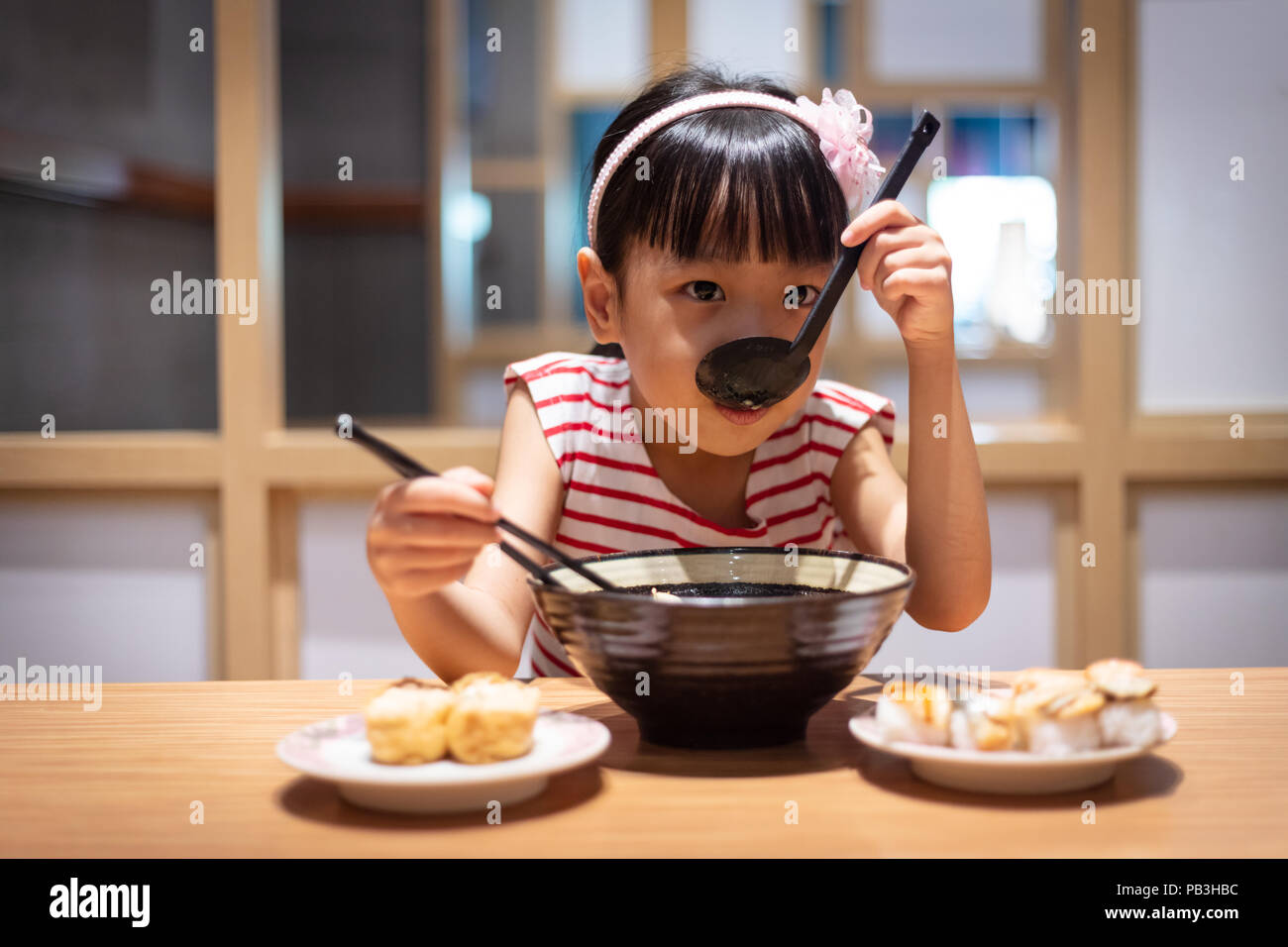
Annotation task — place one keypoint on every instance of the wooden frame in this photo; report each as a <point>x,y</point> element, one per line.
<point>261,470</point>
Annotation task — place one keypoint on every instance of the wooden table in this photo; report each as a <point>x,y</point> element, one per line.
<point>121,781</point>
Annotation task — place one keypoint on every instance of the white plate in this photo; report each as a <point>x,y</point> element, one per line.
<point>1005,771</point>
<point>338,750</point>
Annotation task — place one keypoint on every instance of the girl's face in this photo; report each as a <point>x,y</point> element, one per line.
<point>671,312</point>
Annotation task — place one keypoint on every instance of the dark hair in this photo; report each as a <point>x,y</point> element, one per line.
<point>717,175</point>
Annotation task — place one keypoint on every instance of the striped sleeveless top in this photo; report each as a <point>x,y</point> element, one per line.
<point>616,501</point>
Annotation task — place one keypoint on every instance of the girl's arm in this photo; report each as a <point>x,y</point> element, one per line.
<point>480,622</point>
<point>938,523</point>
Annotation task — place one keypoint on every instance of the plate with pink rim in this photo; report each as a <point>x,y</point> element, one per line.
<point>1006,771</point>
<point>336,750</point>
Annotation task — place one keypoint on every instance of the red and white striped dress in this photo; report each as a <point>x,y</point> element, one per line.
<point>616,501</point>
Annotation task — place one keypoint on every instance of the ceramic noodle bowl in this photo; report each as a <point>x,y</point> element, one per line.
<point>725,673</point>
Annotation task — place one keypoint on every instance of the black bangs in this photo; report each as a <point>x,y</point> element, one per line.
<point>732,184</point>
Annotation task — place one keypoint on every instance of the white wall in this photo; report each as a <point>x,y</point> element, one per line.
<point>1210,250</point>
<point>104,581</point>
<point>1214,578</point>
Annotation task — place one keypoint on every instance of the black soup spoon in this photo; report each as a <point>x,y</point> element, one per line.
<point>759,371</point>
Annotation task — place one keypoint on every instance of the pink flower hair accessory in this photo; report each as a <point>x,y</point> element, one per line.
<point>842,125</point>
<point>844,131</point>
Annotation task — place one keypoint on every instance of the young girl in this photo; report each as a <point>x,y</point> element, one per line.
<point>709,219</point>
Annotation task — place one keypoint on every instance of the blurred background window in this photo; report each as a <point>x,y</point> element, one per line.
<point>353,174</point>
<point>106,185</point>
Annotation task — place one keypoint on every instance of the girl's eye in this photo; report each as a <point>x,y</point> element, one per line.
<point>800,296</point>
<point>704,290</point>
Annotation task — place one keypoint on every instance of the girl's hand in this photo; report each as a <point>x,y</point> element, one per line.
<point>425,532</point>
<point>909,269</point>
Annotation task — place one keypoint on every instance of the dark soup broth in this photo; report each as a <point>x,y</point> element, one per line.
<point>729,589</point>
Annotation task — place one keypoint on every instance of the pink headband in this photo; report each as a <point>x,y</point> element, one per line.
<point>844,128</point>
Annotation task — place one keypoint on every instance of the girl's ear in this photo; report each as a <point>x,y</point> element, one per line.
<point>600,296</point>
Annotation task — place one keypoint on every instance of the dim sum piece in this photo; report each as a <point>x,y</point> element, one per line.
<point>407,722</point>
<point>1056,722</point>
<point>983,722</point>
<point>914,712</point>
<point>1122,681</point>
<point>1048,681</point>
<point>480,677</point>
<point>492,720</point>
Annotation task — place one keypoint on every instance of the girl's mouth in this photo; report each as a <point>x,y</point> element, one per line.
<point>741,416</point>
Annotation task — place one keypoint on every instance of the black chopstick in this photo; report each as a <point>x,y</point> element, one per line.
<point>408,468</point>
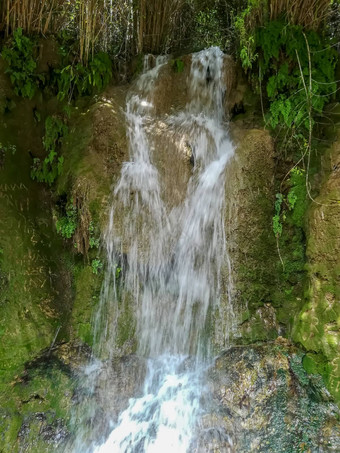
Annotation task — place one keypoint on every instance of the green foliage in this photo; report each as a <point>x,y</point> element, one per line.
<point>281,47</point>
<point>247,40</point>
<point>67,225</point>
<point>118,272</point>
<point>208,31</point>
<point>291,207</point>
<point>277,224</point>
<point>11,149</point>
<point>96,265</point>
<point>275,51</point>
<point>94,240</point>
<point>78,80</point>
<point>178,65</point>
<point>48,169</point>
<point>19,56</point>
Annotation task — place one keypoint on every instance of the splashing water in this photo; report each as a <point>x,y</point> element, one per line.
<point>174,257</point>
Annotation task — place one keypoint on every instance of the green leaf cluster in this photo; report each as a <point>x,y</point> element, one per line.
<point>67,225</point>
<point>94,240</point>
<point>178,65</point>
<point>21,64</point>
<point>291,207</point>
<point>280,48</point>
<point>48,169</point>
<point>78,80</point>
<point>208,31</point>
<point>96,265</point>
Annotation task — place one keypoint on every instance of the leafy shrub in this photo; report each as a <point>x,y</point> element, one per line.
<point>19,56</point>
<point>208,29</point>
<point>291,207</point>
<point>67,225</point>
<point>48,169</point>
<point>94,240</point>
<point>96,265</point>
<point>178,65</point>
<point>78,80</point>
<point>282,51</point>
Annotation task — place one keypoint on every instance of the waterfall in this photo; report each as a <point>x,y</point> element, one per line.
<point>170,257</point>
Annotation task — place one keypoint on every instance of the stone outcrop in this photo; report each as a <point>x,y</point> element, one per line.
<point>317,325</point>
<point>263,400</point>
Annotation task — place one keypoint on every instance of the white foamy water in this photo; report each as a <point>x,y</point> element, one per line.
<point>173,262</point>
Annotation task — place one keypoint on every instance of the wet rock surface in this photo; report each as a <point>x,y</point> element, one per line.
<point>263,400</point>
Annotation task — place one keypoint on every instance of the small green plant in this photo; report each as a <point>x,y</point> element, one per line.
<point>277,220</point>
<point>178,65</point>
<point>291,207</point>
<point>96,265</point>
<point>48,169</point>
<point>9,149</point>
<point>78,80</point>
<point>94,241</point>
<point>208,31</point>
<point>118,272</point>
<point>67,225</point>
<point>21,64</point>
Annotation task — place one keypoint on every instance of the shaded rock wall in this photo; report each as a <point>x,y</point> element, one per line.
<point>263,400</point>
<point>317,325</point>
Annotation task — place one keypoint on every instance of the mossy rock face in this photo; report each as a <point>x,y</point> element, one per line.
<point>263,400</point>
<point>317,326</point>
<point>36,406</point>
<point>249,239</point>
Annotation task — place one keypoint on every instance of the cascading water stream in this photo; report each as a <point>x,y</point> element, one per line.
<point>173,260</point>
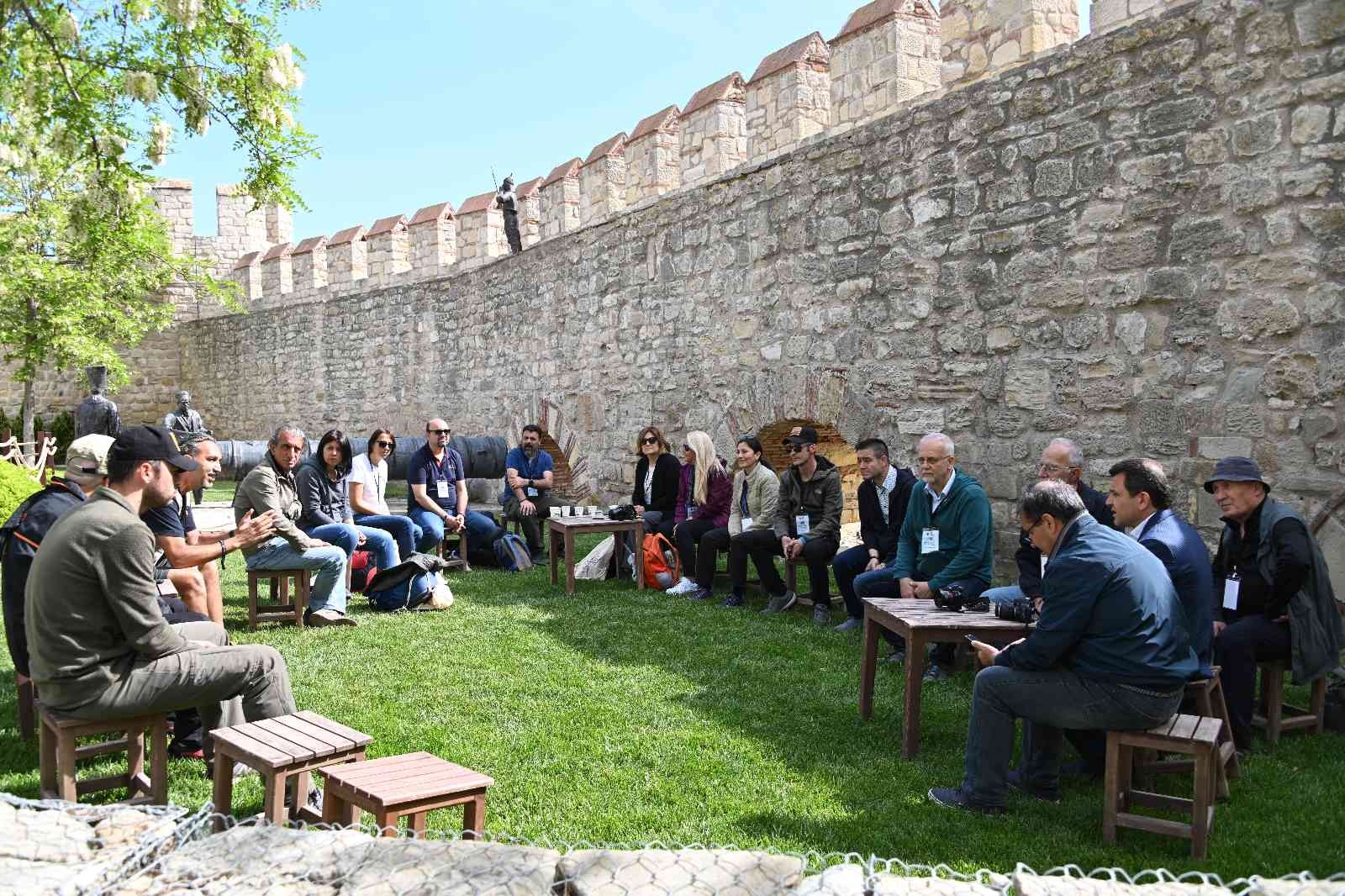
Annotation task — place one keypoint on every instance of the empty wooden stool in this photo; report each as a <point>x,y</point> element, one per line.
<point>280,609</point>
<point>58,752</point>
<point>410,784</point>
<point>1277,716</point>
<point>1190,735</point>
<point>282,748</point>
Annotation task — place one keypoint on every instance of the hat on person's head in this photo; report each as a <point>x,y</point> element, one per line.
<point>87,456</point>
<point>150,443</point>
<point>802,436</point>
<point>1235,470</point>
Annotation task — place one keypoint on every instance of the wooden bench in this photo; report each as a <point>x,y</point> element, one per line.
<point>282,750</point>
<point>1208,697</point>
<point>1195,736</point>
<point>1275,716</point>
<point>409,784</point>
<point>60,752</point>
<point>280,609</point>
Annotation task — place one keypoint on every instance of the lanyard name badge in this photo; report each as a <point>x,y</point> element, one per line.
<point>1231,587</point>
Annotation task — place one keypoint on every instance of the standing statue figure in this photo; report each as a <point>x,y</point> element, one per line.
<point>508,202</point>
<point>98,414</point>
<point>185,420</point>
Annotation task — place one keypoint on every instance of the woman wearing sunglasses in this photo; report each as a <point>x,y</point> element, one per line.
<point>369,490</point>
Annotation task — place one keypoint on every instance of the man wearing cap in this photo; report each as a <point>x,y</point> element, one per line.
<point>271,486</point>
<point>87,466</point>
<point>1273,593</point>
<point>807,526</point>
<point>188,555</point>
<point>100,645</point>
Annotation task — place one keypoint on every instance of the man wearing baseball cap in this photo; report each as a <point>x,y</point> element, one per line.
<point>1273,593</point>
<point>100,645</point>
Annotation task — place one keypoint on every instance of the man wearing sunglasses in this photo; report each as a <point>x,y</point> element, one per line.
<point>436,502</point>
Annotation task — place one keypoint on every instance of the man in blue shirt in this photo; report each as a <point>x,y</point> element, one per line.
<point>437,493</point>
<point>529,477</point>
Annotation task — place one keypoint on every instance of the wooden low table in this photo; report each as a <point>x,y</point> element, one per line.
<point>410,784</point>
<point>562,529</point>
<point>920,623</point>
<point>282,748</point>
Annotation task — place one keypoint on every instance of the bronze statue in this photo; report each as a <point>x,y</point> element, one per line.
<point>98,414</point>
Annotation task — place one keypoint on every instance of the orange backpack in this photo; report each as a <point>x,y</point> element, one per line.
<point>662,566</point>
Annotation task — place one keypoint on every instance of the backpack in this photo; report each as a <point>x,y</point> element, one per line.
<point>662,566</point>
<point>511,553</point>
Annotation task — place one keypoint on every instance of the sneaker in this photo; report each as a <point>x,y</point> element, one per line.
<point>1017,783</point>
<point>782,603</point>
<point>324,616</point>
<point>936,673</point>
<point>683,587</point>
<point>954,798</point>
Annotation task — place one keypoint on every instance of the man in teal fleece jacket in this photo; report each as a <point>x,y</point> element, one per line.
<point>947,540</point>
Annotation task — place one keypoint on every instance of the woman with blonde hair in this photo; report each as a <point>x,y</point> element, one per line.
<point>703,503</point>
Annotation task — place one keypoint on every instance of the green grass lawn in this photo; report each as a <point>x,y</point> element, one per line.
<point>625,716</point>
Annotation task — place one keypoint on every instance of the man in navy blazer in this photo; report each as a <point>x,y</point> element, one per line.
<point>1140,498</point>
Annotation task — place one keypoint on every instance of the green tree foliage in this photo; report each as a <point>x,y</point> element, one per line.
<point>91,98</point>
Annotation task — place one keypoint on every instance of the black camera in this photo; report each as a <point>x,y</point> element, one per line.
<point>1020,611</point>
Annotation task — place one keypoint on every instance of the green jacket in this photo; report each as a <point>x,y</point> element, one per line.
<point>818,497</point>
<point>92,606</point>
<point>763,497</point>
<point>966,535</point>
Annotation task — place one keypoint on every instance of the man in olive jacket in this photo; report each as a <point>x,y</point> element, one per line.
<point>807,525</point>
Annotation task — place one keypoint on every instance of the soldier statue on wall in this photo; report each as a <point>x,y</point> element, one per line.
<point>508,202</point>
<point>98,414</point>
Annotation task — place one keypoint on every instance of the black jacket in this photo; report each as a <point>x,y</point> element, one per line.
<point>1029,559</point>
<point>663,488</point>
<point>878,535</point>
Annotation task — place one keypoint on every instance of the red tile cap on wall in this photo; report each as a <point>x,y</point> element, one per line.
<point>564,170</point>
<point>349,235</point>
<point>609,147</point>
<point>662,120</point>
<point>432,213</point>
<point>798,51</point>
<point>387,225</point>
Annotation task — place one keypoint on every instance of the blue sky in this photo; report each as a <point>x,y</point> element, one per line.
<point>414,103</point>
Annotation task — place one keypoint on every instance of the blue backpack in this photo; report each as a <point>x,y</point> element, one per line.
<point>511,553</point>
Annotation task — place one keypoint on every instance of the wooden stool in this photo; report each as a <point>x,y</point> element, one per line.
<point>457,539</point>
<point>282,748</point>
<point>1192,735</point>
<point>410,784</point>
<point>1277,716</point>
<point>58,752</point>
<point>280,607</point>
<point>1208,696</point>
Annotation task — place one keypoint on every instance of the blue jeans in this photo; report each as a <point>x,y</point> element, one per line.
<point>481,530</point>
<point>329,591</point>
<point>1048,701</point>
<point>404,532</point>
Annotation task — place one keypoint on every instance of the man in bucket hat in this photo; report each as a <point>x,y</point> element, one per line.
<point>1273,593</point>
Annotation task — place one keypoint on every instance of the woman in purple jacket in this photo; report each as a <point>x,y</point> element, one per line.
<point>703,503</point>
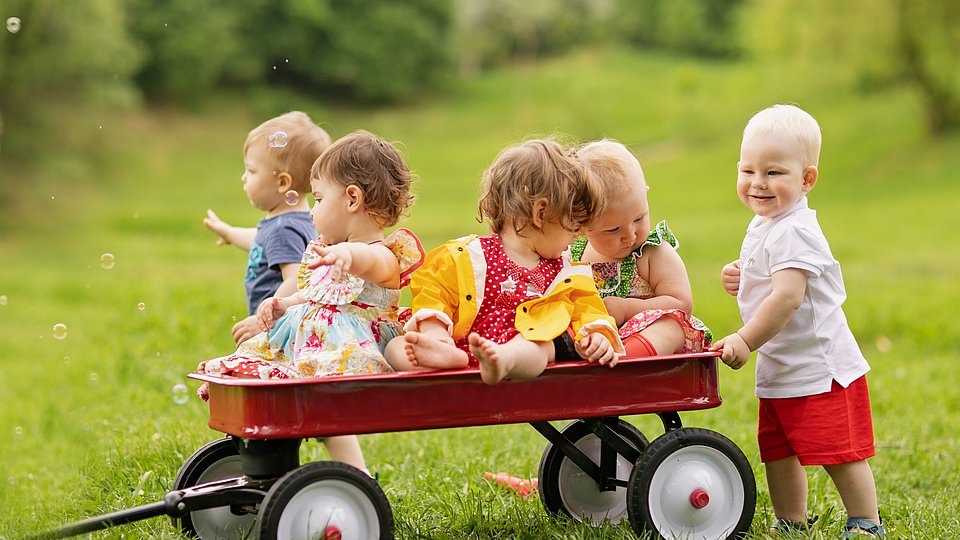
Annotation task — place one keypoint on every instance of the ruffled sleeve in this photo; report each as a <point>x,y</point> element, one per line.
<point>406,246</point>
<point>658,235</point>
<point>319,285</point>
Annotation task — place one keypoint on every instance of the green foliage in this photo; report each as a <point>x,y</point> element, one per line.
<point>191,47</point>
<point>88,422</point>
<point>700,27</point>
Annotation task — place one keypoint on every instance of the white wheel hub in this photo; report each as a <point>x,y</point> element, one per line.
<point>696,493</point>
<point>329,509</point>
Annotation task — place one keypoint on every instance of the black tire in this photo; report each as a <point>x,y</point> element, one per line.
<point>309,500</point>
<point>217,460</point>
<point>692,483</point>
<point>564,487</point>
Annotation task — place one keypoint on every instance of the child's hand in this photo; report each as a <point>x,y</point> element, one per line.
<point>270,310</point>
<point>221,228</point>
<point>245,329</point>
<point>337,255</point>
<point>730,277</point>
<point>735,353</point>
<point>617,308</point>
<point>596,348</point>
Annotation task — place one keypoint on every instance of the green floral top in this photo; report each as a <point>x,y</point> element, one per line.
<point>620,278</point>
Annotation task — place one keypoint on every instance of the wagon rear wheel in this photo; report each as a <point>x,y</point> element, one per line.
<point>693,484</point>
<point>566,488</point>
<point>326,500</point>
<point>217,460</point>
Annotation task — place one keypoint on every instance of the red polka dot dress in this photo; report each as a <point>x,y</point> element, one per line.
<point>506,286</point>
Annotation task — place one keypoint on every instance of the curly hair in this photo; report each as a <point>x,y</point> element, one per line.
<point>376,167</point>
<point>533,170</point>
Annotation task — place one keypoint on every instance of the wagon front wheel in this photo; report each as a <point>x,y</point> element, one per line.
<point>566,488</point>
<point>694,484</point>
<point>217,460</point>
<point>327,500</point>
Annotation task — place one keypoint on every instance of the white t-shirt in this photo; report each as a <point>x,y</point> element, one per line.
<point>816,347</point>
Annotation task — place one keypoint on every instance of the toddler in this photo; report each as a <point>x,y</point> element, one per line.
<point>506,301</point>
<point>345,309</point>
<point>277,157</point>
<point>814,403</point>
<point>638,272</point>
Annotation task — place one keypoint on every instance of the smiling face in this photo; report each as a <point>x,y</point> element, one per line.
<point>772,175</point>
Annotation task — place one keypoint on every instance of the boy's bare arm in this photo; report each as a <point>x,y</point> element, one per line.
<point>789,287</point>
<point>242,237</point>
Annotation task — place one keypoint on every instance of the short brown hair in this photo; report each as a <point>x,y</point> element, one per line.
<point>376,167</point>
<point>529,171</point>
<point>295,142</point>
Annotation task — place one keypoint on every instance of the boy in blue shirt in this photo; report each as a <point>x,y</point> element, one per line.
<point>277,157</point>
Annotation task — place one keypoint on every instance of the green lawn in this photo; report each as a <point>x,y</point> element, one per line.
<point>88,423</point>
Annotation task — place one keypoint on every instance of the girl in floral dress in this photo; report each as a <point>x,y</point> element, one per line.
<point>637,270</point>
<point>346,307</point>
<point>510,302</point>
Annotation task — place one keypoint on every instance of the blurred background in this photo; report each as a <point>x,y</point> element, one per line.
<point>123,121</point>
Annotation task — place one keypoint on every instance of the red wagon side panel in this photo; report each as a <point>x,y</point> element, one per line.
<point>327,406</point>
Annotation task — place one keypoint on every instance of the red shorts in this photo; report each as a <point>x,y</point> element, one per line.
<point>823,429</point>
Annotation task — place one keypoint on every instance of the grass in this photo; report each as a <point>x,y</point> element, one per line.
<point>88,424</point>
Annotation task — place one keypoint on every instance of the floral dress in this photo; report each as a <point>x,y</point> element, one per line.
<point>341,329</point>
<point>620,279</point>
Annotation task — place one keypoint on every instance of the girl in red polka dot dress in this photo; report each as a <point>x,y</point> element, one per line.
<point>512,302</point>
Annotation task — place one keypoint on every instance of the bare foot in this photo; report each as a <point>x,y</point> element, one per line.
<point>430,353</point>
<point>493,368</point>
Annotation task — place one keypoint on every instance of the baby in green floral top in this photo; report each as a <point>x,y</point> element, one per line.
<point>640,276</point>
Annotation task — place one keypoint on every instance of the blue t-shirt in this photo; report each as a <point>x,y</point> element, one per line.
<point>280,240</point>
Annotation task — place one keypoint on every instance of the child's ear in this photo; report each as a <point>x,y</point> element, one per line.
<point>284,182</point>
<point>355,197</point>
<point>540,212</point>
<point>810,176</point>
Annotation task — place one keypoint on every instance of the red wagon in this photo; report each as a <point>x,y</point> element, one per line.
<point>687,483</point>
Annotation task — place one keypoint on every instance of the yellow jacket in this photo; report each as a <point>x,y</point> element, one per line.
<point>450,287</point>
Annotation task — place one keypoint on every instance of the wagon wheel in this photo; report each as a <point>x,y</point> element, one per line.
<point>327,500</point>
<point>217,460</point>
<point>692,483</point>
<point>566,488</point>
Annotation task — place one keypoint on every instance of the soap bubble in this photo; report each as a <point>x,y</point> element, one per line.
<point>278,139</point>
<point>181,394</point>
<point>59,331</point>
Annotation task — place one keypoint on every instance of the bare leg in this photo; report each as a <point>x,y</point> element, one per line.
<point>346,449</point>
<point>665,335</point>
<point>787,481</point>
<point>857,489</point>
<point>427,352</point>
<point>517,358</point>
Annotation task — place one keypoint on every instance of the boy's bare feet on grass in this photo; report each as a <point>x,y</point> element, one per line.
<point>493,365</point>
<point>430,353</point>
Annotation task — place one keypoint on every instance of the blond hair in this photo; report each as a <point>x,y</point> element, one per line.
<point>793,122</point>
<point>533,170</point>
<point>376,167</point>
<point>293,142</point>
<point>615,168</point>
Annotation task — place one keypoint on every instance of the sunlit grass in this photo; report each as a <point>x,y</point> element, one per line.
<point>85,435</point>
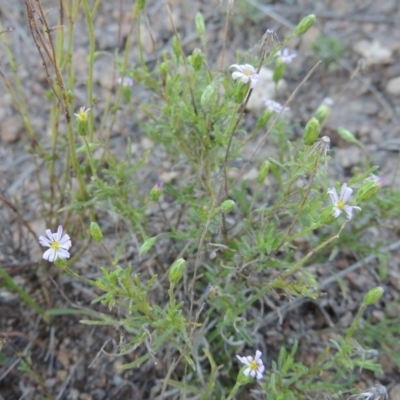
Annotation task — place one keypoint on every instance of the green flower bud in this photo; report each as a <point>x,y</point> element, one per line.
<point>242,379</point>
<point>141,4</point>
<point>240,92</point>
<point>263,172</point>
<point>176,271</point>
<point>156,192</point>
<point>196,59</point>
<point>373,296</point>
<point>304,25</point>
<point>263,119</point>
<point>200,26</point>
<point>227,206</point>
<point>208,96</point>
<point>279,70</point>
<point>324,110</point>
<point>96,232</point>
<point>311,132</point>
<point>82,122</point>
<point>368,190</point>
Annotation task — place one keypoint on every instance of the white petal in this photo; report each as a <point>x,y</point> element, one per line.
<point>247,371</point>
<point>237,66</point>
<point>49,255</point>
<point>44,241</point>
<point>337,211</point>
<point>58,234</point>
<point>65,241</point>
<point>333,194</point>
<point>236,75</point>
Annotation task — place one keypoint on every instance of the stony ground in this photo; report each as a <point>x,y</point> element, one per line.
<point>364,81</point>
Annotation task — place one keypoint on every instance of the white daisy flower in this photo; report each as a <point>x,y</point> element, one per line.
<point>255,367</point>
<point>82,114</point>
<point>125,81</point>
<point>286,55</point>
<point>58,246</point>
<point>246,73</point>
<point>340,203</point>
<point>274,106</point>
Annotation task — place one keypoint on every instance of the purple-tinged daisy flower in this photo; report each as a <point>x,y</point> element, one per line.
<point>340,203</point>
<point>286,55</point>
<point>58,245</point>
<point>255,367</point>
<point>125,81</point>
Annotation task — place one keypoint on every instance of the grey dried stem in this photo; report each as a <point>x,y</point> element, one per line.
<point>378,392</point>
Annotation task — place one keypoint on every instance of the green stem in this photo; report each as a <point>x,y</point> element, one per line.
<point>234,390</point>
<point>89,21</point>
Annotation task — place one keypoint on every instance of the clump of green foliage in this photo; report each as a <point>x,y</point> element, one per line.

★ ★ ★ ★

Return the entries from the line with "the green flower" to the line with "<point>274,106</point>", both lines included, copying each line exactly and adding nothing else.

Annotation task — place one keypoint on every instance of the green flower bud in this photo; report each as a <point>x,y</point> element, one per line.
<point>242,379</point>
<point>141,4</point>
<point>240,92</point>
<point>263,172</point>
<point>176,271</point>
<point>156,192</point>
<point>196,59</point>
<point>373,296</point>
<point>304,25</point>
<point>263,119</point>
<point>200,26</point>
<point>227,206</point>
<point>208,96</point>
<point>279,70</point>
<point>324,110</point>
<point>96,232</point>
<point>311,132</point>
<point>82,122</point>
<point>368,190</point>
Annotation task — place one keypoint on every instance of the white petal in this photo; report each as a <point>x,y</point> element, one per line.
<point>247,371</point>
<point>237,66</point>
<point>49,255</point>
<point>44,241</point>
<point>337,211</point>
<point>58,234</point>
<point>65,241</point>
<point>333,194</point>
<point>236,75</point>
Annotation task — place one keypoint on every instance of the stony ground in this photo; report each as a <point>x,y</point> element, one per line.
<point>364,81</point>
Annotation task — place one keypoint on every instance of the white daisy flower in this photo; report each as a <point>x,y</point> element, one per line.
<point>255,367</point>
<point>82,114</point>
<point>125,81</point>
<point>286,55</point>
<point>58,246</point>
<point>246,73</point>
<point>340,203</point>
<point>274,106</point>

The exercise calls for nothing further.